## Short exercise
Count the lines below that contain the word "magnet". Give only that number.

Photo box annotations

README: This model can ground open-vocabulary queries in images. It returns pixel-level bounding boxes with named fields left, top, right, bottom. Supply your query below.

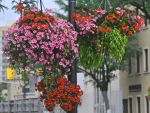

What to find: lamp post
left=68, top=0, right=77, bottom=113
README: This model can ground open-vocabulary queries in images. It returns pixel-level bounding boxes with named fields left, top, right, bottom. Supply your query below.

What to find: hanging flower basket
left=3, top=8, right=78, bottom=76
left=72, top=7, right=144, bottom=69
left=36, top=77, right=83, bottom=111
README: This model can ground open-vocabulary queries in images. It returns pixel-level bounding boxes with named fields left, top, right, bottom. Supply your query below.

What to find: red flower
left=16, top=3, right=23, bottom=12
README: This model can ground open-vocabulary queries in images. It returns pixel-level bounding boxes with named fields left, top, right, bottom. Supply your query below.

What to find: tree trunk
left=102, top=91, right=110, bottom=113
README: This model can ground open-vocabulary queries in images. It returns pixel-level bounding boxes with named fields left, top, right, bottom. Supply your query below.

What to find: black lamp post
left=68, top=0, right=77, bottom=113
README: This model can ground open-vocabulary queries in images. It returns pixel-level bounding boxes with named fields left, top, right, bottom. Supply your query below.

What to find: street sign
left=14, top=95, right=24, bottom=98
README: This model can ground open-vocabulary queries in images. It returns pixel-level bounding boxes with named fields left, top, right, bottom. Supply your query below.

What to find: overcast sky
left=0, top=0, right=59, bottom=26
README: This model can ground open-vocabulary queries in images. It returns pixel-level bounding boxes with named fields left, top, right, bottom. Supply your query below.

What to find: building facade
left=119, top=25, right=150, bottom=113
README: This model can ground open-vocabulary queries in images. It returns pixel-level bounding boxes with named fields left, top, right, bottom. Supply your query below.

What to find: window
left=129, top=58, right=132, bottom=74
left=137, top=97, right=141, bottom=113
left=145, top=96, right=149, bottom=113
left=144, top=49, right=148, bottom=71
left=129, top=98, right=132, bottom=113
left=136, top=51, right=140, bottom=73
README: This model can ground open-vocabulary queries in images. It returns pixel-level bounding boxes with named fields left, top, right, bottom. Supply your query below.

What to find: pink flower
left=25, top=66, right=29, bottom=71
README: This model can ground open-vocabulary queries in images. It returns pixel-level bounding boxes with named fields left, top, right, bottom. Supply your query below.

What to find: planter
left=72, top=8, right=144, bottom=69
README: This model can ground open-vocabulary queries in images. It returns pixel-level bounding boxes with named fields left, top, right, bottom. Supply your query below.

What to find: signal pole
left=68, top=0, right=77, bottom=113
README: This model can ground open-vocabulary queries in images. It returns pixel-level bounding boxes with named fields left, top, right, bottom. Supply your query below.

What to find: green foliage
left=105, top=29, right=128, bottom=62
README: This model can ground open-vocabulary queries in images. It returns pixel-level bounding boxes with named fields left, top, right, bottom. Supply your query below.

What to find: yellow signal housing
left=6, top=67, right=15, bottom=79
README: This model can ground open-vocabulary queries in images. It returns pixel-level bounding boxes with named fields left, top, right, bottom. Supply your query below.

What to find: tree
left=55, top=0, right=141, bottom=110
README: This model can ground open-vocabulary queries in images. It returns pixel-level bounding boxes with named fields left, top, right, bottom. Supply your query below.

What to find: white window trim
left=143, top=47, right=150, bottom=73
left=136, top=95, right=142, bottom=113
left=128, top=96, right=134, bottom=113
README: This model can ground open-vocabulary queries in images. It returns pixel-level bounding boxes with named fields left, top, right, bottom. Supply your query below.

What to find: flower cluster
left=3, top=9, right=78, bottom=75
left=72, top=7, right=144, bottom=69
left=19, top=8, right=55, bottom=31
left=36, top=77, right=83, bottom=111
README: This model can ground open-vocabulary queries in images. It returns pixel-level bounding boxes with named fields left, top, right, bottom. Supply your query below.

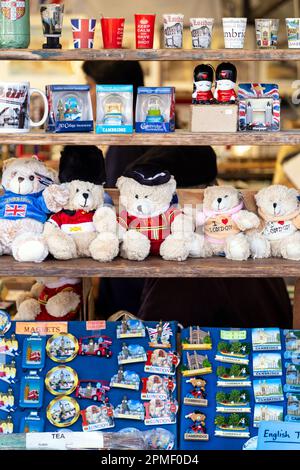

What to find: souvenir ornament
left=184, top=410, right=209, bottom=441
left=215, top=413, right=250, bottom=438
left=181, top=351, right=212, bottom=377
left=144, top=349, right=180, bottom=375
left=19, top=371, right=44, bottom=408
left=75, top=380, right=110, bottom=403
left=78, top=335, right=112, bottom=359
left=114, top=396, right=144, bottom=421
left=118, top=343, right=147, bottom=365
left=80, top=404, right=115, bottom=431
left=117, top=319, right=146, bottom=338
left=22, top=333, right=46, bottom=370
left=46, top=333, right=79, bottom=362
left=45, top=366, right=78, bottom=395
left=47, top=396, right=80, bottom=428
left=141, top=375, right=176, bottom=400
left=147, top=320, right=173, bottom=348
left=144, top=398, right=178, bottom=426
left=110, top=367, right=140, bottom=390
left=216, top=389, right=251, bottom=413
left=181, top=326, right=212, bottom=350
left=183, top=377, right=208, bottom=406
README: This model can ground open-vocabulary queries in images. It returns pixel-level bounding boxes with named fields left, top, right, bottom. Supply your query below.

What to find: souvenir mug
left=0, top=82, right=48, bottom=133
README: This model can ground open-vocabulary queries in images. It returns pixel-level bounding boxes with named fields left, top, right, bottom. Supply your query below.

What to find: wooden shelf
left=0, top=256, right=300, bottom=278
left=0, top=130, right=300, bottom=145
left=0, top=49, right=300, bottom=61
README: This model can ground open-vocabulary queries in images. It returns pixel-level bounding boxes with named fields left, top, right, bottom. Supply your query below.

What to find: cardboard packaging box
left=190, top=104, right=238, bottom=132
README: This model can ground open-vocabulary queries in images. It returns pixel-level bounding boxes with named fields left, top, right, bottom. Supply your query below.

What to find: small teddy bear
left=196, top=186, right=259, bottom=260
left=44, top=146, right=119, bottom=262
left=117, top=164, right=200, bottom=261
left=0, top=156, right=68, bottom=263
left=249, top=185, right=300, bottom=261
left=14, top=277, right=82, bottom=321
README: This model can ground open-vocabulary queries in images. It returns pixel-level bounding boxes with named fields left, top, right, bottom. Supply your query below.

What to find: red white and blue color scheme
left=238, top=83, right=280, bottom=131
left=71, top=19, right=96, bottom=49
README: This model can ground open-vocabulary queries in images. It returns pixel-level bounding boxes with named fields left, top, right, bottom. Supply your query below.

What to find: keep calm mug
left=0, top=82, right=49, bottom=133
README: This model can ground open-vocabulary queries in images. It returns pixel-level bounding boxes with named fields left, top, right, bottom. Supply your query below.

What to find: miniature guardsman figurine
left=192, top=64, right=214, bottom=104
left=214, top=62, right=237, bottom=103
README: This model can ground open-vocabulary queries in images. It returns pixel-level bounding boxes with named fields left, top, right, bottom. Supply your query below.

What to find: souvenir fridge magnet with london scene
left=46, top=333, right=78, bottom=362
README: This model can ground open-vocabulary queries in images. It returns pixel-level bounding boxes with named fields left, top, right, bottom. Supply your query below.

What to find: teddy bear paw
left=90, top=232, right=119, bottom=262
left=120, top=230, right=150, bottom=261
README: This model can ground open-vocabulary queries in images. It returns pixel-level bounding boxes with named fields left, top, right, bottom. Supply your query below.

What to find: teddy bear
left=14, top=277, right=82, bottom=321
left=0, top=156, right=68, bottom=262
left=196, top=186, right=259, bottom=260
left=44, top=145, right=119, bottom=262
left=249, top=184, right=300, bottom=261
left=117, top=164, right=200, bottom=261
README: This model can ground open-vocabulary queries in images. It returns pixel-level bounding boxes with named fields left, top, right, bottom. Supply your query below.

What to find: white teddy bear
left=196, top=186, right=259, bottom=260
left=250, top=185, right=300, bottom=261
left=0, top=157, right=68, bottom=262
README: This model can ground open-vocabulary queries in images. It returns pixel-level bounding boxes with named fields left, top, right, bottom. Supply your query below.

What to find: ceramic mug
left=0, top=82, right=49, bottom=133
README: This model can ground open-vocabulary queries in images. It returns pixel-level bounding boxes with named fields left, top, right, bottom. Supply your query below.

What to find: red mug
left=134, top=15, right=155, bottom=49
left=101, top=18, right=125, bottom=49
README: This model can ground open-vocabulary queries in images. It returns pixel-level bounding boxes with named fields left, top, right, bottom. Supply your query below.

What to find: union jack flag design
left=4, top=204, right=26, bottom=217
left=71, top=20, right=96, bottom=49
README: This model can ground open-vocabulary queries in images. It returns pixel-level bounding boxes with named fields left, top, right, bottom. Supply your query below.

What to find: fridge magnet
left=0, top=359, right=17, bottom=384
left=144, top=349, right=180, bottom=375
left=252, top=328, right=281, bottom=351
left=0, top=387, right=15, bottom=413
left=181, top=351, right=212, bottom=377
left=216, top=389, right=251, bottom=413
left=46, top=395, right=80, bottom=428
left=117, top=319, right=146, bottom=339
left=80, top=404, right=115, bottom=432
left=45, top=366, right=78, bottom=395
left=114, top=396, right=144, bottom=421
left=0, top=334, right=19, bottom=356
left=19, top=411, right=45, bottom=434
left=253, top=404, right=283, bottom=428
left=253, top=353, right=282, bottom=377
left=181, top=326, right=212, bottom=350
left=78, top=335, right=112, bottom=359
left=284, top=393, right=300, bottom=422
left=145, top=428, right=175, bottom=450
left=110, top=367, right=140, bottom=390
left=215, top=413, right=250, bottom=438
left=0, top=415, right=14, bottom=434
left=46, top=333, right=79, bottom=362
left=141, top=375, right=176, bottom=400
left=0, top=310, right=11, bottom=336
left=22, top=333, right=46, bottom=370
left=144, top=398, right=178, bottom=426
left=217, top=364, right=251, bottom=387
left=183, top=377, right=208, bottom=406
left=118, top=343, right=147, bottom=365
left=215, top=341, right=250, bottom=365
left=75, top=380, right=110, bottom=402
left=184, top=410, right=209, bottom=441
left=253, top=379, right=284, bottom=403
left=19, top=370, right=44, bottom=408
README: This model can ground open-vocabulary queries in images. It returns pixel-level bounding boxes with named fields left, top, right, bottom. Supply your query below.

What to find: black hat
left=194, top=64, right=214, bottom=82
left=58, top=145, right=105, bottom=185
left=124, top=164, right=171, bottom=186
left=216, top=62, right=237, bottom=82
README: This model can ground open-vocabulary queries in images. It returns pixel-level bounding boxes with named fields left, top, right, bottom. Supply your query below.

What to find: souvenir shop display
left=46, top=85, right=94, bottom=132
left=238, top=83, right=280, bottom=131
left=40, top=3, right=64, bottom=49
left=135, top=87, right=175, bottom=133
left=96, top=85, right=133, bottom=134
left=0, top=0, right=30, bottom=49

## Solution for this task
2